● Dataset entries
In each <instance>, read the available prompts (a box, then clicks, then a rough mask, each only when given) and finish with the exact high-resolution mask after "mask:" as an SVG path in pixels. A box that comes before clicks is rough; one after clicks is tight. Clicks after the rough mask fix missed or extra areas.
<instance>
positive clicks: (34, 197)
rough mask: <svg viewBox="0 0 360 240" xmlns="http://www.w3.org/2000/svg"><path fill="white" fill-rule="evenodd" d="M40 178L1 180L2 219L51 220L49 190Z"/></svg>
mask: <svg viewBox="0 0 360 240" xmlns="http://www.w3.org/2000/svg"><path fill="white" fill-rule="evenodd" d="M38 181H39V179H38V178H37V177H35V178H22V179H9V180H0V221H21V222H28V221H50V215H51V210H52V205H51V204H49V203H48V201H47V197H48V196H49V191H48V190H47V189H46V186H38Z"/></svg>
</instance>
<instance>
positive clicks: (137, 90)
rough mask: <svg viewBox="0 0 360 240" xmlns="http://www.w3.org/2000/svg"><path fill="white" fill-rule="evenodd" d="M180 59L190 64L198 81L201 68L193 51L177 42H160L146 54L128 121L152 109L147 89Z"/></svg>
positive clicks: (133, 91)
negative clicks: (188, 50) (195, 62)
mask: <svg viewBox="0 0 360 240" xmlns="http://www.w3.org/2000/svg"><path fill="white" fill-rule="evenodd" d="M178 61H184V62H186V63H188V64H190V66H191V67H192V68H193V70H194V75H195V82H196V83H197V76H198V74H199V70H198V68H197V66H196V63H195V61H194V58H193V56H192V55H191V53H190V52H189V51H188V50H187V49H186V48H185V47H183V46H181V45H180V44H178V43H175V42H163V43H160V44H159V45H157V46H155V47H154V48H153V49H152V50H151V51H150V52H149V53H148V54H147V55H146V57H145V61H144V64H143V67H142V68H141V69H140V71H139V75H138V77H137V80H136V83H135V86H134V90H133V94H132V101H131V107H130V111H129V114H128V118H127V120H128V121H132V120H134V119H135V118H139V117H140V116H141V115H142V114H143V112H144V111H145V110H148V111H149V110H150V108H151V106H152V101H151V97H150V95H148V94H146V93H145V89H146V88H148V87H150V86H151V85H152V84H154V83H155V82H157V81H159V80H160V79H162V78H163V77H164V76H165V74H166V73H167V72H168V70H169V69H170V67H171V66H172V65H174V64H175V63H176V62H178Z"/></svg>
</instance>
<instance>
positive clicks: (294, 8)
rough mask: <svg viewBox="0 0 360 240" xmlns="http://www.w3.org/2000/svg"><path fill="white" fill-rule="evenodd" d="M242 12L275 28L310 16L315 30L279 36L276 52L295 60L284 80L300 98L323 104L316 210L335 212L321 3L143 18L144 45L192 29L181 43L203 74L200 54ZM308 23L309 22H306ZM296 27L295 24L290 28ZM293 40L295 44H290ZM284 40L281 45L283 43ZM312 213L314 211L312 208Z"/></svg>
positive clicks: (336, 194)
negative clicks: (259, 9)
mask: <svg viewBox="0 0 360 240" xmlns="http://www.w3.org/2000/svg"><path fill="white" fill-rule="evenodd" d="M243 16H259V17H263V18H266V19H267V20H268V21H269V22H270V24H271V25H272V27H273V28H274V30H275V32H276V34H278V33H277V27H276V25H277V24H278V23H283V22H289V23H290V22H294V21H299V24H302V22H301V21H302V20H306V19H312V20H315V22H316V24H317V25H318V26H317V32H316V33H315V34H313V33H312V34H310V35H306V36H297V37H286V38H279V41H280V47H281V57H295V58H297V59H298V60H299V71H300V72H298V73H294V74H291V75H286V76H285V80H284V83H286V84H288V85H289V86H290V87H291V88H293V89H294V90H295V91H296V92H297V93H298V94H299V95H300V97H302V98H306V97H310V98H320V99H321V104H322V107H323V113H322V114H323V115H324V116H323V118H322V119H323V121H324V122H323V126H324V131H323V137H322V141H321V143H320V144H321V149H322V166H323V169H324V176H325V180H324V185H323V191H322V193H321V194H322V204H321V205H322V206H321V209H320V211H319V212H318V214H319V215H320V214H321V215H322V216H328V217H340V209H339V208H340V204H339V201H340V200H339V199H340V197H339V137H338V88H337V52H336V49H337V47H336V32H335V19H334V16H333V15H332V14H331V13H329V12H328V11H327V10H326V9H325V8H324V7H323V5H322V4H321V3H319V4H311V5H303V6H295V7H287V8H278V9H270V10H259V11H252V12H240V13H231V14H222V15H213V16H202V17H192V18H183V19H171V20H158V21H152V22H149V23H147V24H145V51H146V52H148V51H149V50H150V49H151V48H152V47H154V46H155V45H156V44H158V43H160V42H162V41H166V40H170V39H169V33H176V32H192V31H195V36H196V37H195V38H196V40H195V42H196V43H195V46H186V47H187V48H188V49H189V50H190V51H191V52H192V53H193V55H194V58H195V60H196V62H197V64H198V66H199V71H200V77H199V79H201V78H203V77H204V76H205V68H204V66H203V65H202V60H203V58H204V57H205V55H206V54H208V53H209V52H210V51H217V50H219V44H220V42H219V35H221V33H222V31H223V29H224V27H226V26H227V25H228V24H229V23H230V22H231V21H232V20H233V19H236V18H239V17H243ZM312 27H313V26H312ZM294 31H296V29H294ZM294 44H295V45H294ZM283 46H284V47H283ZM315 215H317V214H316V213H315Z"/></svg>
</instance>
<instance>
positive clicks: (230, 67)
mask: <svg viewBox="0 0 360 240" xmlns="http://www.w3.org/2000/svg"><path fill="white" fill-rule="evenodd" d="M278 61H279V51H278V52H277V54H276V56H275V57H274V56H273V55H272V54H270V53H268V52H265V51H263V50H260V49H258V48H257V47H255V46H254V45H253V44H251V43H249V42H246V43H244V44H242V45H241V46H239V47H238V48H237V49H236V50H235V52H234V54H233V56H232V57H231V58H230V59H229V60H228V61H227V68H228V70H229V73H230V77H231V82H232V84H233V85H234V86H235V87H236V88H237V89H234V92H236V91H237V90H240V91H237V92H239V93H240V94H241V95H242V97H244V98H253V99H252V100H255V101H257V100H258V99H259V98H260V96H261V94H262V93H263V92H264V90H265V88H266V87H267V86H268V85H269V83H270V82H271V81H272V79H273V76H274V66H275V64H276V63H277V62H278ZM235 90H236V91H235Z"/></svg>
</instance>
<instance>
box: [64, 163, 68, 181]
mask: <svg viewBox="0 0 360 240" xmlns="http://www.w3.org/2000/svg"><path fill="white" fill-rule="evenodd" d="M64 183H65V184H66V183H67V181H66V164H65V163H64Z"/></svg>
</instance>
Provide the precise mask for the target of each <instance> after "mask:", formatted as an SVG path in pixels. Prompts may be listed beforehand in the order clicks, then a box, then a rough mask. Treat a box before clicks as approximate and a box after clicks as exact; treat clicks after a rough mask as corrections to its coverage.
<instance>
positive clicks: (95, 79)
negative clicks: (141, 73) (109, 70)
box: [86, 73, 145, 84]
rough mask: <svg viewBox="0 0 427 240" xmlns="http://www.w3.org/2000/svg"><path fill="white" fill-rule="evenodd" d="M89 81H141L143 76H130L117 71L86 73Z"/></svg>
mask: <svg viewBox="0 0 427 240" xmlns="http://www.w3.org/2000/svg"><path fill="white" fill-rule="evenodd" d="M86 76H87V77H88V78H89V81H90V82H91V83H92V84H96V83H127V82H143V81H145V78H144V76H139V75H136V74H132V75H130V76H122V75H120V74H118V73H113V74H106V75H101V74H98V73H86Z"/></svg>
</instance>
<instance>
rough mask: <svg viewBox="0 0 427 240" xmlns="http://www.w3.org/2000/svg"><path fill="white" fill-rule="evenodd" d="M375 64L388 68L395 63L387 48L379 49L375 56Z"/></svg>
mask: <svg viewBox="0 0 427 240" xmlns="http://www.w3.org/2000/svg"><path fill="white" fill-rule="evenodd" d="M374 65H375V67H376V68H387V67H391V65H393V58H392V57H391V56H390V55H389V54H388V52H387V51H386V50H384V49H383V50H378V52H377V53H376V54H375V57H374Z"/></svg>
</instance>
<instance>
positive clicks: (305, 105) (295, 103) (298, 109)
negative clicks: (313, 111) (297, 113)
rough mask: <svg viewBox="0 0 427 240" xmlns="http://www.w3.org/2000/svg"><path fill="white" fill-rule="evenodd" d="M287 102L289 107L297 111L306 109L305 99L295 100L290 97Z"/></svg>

● Problem details
Reproduce the lines character for character, beginning with the first line and stopping after the line that contains "positive clicks: (133, 91)".

● Written solution
In each <instance>, read the available prompts (a box, then clicks, then a rough mask, each only when given) and finish with the exact high-resolution mask after "mask:" as an SVG path in pixels. A box that comes before clicks is rough; one after clicks is tight. Clicks after the rough mask fix missed or extra areas.
<instance>
positive clicks: (34, 197)
rough mask: <svg viewBox="0 0 360 240" xmlns="http://www.w3.org/2000/svg"><path fill="white" fill-rule="evenodd" d="M40 178L1 180L2 219L51 220L49 190Z"/></svg>
mask: <svg viewBox="0 0 360 240" xmlns="http://www.w3.org/2000/svg"><path fill="white" fill-rule="evenodd" d="M38 181H39V179H38V178H37V177H35V178H22V179H9V180H0V221H21V222H28V221H50V215H51V210H52V205H51V204H49V203H48V201H47V197H48V196H49V191H48V190H47V189H46V186H38Z"/></svg>
</instance>
<instance>
positive clicks: (137, 90)
rough mask: <svg viewBox="0 0 360 240" xmlns="http://www.w3.org/2000/svg"><path fill="white" fill-rule="evenodd" d="M180 59L190 64L198 81L201 68L193 51L177 42H160L146 54L128 121L152 109L147 89Z"/></svg>
positive clicks: (133, 91)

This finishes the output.